* **GIVEN INSTRUCTION**: Report each line in the rows below that contains the string "glass", copying the line in full. Treat uppercase and lowercase as different.
— start of DATA LINES —
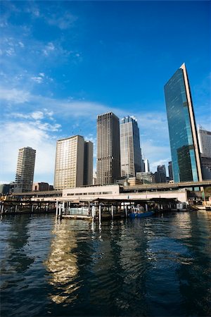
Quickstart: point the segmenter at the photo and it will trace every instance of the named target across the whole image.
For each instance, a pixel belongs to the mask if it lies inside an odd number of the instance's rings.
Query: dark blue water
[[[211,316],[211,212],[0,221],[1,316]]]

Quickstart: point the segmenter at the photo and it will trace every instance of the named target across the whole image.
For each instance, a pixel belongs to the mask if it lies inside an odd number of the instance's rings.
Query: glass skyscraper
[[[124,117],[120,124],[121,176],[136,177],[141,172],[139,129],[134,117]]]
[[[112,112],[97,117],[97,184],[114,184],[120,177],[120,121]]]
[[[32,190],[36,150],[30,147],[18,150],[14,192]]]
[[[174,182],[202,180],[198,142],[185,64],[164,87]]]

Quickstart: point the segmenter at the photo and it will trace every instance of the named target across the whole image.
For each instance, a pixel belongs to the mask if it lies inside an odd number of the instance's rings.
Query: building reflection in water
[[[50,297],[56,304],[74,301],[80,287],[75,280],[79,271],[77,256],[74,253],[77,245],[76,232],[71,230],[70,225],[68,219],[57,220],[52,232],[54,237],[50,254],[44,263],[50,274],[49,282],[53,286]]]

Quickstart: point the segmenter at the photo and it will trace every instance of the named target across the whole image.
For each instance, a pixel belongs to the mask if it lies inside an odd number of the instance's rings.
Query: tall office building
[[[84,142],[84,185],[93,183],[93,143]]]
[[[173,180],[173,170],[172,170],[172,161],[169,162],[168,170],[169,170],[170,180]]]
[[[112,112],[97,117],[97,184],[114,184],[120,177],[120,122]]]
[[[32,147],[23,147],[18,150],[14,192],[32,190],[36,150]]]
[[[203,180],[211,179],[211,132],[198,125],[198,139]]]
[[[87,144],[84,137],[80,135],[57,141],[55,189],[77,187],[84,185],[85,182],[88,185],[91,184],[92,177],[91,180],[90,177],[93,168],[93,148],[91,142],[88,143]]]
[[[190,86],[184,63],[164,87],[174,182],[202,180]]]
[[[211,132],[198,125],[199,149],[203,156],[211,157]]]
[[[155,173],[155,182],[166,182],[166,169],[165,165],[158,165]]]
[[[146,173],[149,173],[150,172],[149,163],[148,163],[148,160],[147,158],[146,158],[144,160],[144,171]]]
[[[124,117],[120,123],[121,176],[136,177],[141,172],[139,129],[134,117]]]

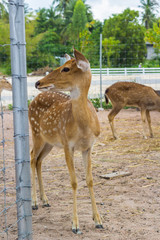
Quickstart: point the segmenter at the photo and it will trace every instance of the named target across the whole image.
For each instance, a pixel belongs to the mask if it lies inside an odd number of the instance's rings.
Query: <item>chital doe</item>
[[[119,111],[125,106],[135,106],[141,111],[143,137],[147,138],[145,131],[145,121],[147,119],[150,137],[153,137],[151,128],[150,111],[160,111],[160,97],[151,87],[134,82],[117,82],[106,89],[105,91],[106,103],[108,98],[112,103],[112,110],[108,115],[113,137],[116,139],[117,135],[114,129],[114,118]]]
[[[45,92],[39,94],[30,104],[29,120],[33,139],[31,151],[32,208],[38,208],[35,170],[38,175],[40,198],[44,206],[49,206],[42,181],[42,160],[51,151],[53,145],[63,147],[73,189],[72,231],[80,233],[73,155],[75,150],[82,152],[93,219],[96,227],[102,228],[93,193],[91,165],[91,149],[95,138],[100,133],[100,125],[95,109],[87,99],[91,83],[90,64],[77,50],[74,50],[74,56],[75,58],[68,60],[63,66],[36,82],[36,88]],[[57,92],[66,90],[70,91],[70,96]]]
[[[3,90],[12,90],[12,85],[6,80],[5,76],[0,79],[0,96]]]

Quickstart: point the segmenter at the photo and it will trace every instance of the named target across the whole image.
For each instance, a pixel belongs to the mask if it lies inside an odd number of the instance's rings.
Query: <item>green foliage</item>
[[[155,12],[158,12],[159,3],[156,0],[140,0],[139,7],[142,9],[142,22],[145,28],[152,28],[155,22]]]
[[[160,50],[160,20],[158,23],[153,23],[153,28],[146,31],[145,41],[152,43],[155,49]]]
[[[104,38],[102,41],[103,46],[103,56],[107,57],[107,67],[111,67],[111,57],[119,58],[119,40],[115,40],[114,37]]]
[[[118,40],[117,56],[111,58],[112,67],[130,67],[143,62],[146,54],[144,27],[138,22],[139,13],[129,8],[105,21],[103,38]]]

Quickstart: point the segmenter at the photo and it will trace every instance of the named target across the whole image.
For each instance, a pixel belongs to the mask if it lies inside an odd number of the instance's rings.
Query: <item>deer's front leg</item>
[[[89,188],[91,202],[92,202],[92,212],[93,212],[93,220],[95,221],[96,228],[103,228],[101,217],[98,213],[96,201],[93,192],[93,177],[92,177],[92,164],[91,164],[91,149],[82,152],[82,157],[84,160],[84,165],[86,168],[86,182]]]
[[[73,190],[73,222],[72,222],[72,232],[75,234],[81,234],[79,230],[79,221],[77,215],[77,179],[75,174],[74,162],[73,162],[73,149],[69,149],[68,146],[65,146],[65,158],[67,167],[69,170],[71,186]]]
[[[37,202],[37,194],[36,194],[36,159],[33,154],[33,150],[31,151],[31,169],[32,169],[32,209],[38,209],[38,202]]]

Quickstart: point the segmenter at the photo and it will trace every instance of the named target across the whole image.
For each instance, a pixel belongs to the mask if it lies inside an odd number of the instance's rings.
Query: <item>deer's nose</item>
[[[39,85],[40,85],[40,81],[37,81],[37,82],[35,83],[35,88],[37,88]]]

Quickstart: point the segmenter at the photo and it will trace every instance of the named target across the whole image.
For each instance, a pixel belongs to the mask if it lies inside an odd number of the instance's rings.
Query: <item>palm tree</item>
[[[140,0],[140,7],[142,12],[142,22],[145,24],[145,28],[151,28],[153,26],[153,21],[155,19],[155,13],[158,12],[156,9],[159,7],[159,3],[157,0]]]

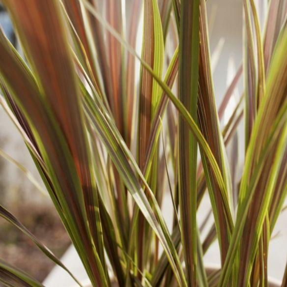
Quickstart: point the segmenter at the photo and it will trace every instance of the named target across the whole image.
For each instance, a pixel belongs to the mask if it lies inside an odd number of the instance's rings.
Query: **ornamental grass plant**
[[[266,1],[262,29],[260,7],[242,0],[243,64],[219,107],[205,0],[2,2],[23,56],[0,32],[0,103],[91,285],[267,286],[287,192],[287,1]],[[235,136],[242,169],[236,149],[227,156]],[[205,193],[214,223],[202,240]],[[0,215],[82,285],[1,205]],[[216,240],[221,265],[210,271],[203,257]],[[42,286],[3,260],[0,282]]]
— end of DATA LINES —
— start of DATA LINES —
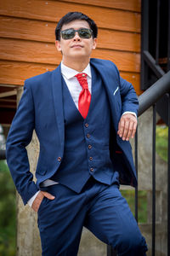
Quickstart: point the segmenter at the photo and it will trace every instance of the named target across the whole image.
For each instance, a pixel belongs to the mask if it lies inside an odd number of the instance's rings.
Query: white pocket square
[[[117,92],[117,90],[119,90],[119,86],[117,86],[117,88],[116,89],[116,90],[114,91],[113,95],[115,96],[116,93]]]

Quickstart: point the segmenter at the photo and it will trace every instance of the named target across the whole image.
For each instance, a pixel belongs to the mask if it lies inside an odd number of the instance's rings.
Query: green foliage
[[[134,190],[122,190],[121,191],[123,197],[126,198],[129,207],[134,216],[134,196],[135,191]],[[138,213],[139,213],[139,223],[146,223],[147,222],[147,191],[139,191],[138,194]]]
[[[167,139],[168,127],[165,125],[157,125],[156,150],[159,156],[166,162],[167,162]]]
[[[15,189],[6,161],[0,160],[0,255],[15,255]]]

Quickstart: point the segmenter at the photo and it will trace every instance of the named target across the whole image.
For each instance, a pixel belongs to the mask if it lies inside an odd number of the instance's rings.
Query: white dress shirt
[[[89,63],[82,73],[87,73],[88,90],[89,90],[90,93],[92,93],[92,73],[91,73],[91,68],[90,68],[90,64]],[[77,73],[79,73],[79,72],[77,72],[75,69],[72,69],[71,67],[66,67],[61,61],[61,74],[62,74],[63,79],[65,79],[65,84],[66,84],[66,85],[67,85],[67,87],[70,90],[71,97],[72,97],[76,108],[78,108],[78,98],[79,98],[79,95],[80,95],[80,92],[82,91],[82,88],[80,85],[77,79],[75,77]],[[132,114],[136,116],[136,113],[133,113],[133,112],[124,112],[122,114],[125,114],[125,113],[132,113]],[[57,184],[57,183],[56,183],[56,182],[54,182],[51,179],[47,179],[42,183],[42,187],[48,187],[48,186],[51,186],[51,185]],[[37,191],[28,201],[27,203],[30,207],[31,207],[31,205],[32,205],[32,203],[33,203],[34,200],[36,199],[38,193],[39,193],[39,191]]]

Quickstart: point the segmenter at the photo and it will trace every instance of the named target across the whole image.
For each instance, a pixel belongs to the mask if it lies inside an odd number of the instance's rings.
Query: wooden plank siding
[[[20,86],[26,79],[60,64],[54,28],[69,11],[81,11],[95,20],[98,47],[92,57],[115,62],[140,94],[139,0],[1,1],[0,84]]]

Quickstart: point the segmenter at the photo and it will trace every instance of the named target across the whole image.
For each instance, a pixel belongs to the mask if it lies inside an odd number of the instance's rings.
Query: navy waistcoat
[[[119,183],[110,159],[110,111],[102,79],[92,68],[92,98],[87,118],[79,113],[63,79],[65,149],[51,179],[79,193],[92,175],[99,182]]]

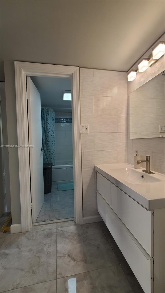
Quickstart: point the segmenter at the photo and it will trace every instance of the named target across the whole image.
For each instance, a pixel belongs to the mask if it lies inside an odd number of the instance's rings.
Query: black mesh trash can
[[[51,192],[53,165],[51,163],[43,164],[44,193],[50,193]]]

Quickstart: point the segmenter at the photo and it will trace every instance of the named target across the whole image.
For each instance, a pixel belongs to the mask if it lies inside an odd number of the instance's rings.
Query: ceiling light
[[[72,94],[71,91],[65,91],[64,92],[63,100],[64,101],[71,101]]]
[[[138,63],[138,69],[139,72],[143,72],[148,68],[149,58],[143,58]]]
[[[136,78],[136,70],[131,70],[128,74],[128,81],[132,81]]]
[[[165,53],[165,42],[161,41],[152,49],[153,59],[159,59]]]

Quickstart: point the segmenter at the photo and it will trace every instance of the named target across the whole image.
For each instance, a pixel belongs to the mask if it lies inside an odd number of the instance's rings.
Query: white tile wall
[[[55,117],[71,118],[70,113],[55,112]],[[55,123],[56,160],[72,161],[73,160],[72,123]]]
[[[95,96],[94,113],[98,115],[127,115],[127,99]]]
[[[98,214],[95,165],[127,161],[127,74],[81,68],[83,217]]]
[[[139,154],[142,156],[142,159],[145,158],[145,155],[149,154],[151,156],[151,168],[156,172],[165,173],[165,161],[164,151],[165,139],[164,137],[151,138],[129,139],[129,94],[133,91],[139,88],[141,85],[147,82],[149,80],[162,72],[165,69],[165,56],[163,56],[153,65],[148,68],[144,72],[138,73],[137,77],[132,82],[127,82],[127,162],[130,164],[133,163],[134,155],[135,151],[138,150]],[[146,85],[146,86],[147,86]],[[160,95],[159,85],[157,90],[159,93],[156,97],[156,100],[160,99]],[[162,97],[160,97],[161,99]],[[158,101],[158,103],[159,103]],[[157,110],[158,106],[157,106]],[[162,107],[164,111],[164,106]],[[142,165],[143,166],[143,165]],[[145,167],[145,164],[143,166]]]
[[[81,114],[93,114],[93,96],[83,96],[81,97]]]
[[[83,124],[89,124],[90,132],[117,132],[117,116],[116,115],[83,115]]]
— end of DATA LINES —
— start of DATA LINES —
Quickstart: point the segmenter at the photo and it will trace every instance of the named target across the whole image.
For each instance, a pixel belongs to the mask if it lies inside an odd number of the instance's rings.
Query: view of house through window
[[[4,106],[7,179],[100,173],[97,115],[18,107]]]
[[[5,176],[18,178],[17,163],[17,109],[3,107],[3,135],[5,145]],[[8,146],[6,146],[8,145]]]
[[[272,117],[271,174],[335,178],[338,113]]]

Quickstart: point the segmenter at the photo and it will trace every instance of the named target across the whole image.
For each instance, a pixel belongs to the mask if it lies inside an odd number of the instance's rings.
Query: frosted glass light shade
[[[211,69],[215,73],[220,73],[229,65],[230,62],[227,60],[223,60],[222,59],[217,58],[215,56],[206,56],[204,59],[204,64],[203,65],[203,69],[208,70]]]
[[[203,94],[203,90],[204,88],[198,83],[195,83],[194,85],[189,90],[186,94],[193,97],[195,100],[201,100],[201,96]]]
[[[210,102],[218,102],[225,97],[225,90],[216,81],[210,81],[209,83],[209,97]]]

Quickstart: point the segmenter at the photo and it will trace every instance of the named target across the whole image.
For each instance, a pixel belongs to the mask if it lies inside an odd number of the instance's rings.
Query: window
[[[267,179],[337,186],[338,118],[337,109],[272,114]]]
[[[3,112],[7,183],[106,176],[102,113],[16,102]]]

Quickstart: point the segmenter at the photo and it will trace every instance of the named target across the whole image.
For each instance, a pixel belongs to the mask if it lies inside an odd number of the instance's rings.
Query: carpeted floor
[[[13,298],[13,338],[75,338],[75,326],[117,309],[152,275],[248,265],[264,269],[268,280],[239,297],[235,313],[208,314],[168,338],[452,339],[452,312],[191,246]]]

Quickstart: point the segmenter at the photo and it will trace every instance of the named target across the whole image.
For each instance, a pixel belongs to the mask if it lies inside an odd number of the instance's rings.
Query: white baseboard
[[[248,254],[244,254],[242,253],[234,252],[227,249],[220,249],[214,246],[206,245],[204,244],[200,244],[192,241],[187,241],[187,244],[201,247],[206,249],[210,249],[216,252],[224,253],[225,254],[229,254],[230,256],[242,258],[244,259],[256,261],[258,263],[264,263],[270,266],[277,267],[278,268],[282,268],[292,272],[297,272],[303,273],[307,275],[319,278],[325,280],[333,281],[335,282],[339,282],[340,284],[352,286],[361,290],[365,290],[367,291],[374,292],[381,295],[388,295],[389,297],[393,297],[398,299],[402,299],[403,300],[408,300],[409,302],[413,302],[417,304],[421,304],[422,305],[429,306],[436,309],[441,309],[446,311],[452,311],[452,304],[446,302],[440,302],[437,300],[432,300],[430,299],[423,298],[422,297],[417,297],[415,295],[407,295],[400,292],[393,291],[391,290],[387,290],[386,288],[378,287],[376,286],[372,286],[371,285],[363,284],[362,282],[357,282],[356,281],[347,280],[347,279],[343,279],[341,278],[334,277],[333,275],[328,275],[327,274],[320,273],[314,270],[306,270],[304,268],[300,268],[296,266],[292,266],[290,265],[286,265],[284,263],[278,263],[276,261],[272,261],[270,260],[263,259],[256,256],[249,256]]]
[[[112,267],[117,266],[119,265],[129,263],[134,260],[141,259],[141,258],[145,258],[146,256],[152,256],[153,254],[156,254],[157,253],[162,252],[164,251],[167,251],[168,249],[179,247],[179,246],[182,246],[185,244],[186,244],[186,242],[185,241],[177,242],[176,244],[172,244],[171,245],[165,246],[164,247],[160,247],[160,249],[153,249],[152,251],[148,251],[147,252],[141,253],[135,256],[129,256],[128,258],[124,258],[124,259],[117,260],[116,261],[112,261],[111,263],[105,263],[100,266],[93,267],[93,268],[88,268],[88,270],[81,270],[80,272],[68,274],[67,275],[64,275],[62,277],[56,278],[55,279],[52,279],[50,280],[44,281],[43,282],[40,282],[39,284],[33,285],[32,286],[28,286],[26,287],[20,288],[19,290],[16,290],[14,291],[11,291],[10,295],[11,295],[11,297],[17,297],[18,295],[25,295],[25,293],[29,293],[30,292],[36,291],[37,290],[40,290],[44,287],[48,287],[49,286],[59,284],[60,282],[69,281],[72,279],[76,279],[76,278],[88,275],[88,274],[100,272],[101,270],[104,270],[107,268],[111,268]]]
— end of DATA LINES —
* **PROBLEM SOLUTION**:
Query: glass skyscraper
Query: frosted glass light shade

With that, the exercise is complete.